### EXERCISE OBJECTIVE
Extend the personal essay "Making My Weakness My Strength," picking up right after its last sentence.

### EXERCISE PASSAGE
<<<<

Making My Weakness My Strength
Something you may not know about me: I had a not-so-awesome childhood. Well, that’s not all true. Until the age of eight it was pretty idyllic: I was in ballet, tap, jazz, I rode my horse, played on our farm, enjoyed summers swimming in Deep Creek Lake at our lake house. But in the fourth grade, my parents divorced and it was a doozy.
I had an attorney appointed for me because the judge did not think my parents or their attorneys could advocate for my well being. I was sent to mandated therapy during the divorce an hour away from home with a horrible counselor. I was also in a school divorce therapy group and would burst into tears randomly in school. My family’s furniture was sold at auction when people couldn’t agree on how to divide it. My mom’s school board signs around the county were defaced with the sordid private details of my family's lives and my dad would refuse to plow our mile-long driveways sometimes so my Mom struggled to get us in and out in the deep snow. Things weren’t great and I grew up very quickly.
Added to the mix after their divorce were my parents’ dating lives, new partners and step-siblings, all within a couple years of my world being completely rocked with no time for adjustment in between. My father wasn’t particularly good at being a parent. I learned how to do my own ponytails, French braid my own hair, I grocery shopped and packed for my lunches and had to make sure school assignments went from one house to another. I wrote all my own school notes because my parents couldn’t co-parent. My grades went up and down, despite my intelligence, as I struggled to deal with the sudden loss of a normal childhood or normal parent-child relationships.

>>>>

### INFORMATION

<<<<

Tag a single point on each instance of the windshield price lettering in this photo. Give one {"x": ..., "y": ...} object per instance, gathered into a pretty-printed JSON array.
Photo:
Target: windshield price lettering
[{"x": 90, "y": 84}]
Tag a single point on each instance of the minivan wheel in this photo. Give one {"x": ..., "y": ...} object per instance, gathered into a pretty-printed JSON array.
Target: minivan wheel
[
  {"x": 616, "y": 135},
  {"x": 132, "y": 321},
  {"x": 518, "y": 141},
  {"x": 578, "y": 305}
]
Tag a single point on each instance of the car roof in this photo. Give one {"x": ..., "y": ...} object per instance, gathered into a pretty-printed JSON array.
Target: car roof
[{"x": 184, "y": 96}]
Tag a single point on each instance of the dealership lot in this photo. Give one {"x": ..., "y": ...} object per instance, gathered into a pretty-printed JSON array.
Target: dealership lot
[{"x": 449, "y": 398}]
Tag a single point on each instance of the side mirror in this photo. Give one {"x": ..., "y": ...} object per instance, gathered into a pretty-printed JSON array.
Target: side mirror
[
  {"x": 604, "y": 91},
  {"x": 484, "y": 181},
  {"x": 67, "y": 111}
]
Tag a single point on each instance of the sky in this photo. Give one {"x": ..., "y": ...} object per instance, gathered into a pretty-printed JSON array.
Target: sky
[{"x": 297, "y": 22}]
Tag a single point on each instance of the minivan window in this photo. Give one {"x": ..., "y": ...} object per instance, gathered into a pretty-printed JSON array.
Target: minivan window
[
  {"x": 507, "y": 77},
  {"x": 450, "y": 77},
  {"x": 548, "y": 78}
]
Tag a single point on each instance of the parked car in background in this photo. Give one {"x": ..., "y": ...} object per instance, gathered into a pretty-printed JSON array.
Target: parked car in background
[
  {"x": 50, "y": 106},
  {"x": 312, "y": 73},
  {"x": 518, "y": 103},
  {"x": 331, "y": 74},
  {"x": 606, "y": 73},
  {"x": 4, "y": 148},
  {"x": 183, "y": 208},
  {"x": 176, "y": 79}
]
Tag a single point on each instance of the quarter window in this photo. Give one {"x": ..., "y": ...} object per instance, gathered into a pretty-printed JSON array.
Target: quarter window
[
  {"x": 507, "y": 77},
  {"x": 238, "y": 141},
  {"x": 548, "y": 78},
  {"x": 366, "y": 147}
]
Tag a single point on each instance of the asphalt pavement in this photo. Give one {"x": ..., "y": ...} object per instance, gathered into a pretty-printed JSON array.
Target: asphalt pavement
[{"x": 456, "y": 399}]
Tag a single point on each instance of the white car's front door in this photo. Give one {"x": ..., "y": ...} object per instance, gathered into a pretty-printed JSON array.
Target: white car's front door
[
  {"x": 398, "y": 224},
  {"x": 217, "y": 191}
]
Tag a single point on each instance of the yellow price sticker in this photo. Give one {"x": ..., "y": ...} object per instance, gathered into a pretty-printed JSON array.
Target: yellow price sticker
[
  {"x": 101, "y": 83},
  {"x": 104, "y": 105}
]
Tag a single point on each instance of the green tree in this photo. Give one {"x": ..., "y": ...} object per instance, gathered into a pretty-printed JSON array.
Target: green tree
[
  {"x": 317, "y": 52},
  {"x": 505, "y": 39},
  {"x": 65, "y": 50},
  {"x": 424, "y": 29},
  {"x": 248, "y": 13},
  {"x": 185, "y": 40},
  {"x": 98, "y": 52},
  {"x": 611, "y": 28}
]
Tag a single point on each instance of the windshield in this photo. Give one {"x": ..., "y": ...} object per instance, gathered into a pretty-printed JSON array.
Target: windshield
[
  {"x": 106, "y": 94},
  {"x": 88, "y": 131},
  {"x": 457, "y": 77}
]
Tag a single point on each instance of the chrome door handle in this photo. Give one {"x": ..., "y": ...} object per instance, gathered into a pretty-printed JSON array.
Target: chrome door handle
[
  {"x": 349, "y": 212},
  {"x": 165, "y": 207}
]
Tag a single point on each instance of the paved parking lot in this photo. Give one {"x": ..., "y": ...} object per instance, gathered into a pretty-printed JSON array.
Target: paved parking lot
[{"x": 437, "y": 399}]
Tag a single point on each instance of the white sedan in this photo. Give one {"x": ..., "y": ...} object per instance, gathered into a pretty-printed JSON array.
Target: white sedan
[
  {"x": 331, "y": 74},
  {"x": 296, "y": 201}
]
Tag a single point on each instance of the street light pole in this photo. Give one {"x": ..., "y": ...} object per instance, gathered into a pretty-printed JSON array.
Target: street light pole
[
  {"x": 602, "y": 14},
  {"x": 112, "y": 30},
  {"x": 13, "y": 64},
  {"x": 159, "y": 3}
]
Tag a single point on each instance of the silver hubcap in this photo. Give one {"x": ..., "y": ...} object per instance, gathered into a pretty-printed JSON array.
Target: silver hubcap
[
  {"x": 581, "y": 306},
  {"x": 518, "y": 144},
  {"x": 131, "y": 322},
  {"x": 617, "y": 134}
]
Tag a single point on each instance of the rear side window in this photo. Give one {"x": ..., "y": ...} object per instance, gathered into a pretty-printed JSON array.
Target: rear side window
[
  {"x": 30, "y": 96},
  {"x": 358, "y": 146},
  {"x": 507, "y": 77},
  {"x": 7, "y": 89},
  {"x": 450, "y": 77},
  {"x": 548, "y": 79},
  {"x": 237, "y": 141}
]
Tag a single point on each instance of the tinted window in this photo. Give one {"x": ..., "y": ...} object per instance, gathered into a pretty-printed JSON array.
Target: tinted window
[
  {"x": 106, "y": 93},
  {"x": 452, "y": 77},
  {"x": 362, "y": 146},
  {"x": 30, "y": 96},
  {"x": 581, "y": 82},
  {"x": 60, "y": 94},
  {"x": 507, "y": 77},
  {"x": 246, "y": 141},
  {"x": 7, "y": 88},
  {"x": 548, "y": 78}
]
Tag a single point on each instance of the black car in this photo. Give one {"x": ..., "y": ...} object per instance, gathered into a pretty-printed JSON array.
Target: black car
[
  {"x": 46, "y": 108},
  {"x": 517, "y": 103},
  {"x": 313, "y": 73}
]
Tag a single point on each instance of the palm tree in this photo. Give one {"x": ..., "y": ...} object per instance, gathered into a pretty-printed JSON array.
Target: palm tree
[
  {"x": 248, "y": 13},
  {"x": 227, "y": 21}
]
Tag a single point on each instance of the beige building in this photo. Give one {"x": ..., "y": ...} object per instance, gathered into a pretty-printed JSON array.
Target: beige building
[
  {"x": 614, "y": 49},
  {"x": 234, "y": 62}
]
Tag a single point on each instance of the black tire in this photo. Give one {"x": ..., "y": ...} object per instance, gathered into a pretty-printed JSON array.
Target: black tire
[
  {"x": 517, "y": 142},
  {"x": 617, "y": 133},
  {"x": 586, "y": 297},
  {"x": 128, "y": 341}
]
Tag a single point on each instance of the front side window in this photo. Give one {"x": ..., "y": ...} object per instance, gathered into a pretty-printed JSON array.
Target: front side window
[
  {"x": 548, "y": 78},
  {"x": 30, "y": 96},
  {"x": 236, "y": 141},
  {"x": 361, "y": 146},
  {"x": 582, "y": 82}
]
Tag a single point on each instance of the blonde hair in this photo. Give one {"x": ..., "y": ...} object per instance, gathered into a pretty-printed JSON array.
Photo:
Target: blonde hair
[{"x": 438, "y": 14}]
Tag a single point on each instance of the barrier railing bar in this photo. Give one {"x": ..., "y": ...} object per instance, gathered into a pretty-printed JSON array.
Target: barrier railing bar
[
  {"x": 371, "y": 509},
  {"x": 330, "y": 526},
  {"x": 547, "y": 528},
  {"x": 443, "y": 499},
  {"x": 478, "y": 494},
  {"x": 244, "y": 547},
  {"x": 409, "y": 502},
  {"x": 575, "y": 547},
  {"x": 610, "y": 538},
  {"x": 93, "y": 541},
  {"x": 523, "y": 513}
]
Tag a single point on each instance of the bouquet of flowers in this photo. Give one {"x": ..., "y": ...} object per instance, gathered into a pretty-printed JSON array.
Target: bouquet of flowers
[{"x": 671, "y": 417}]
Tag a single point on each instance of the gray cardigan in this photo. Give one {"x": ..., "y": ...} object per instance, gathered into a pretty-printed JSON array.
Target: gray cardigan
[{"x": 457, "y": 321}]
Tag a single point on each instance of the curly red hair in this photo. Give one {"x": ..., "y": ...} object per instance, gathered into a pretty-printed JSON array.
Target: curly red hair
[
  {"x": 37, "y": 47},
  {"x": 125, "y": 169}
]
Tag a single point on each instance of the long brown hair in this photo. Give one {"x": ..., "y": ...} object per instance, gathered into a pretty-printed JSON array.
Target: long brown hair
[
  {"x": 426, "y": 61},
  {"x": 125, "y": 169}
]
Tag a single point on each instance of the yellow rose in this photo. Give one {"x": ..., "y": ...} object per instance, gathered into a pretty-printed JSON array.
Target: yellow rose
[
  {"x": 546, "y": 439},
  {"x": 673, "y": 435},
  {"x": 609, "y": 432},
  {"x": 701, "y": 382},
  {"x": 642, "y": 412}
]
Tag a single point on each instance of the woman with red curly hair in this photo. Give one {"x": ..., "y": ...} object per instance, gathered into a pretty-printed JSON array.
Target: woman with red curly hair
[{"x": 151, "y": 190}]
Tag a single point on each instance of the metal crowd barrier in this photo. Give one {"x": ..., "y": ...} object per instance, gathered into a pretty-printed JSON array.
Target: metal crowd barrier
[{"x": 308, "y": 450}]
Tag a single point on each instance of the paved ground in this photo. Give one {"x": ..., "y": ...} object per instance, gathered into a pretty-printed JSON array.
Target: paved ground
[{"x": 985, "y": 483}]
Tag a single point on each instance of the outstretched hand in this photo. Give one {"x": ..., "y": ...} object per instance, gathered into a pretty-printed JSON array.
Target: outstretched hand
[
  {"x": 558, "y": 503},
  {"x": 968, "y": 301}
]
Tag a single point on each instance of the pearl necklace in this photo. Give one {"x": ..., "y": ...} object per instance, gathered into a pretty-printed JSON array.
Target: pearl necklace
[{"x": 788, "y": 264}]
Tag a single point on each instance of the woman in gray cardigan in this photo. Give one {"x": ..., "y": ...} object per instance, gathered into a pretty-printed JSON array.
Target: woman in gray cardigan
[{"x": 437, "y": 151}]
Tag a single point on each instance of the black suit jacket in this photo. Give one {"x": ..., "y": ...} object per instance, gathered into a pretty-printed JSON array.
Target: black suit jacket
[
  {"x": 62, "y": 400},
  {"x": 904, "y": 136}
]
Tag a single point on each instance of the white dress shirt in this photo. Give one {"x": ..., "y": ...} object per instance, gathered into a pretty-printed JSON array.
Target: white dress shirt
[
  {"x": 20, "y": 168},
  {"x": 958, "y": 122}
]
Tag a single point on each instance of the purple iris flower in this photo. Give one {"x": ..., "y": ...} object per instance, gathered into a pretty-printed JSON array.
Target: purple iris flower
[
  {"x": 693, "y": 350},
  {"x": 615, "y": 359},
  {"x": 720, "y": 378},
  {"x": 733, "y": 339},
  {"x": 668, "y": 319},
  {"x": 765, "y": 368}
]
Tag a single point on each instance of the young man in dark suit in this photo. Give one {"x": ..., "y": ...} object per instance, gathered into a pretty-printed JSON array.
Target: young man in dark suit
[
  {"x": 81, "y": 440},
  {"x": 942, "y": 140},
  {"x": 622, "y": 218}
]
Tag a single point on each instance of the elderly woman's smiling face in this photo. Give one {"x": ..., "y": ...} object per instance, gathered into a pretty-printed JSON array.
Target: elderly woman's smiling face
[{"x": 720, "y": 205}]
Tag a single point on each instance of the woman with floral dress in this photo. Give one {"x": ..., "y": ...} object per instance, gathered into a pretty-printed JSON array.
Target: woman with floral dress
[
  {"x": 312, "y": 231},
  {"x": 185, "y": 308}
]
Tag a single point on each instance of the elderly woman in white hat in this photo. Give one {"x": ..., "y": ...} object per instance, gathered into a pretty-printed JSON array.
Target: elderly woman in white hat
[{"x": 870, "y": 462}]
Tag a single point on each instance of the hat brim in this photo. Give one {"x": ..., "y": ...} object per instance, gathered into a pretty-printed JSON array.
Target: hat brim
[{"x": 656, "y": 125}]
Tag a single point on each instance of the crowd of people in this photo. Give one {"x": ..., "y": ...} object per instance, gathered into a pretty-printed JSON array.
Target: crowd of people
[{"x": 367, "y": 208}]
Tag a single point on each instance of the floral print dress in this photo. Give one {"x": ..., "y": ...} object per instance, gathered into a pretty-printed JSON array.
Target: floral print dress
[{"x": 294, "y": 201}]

>>>>

### EXERCISE RESPONSE
In middle and high school, I had pretty severe anxiety and depression, without any tools on how to deal with it. My father had two heart attacks. Then my brother Richard passed away in a horrible farm accident my senior year, and I began experiencing panic attacks. I somehow made it through all this with decent grades, work ethic, and lots of friends. Then by the age of 26, I no longer had any grandparents and my father had passed away, too. There was a court case over my dad’s estate.
My strength has always been helping people. On bad days I like to do nice things for other people. I was raised with people telling me, “pretty is as pretty does."* And the impact I make to others’ lives is very important. I have always been good at being understanding with my clients and their anger, grief and fear without judgment. My parents were collectively married five times, and I have dealt with a lot of loss and grief in my life. I have personally been involved in way more court cases than I would like.
I can look at someone at their worst moments and understand. I also know there is hope and light inside them, and that they have a chance to move forward, heal and grow as new versions of themselves. I know it isn’t easy.
Relationships with other people are complicated. I can see the good and bad in people, which is a strength in analyzing cases. I know how horrible an un-amicable divorce is for a family, for the children. I know how important parents are to their children. I know how bad the outcomes can be when you leave everything up to a judge – or when you cannot communicate as co-parents. (Don’t ask about the time my mother tried to ground me and I drove to my dad’s house.)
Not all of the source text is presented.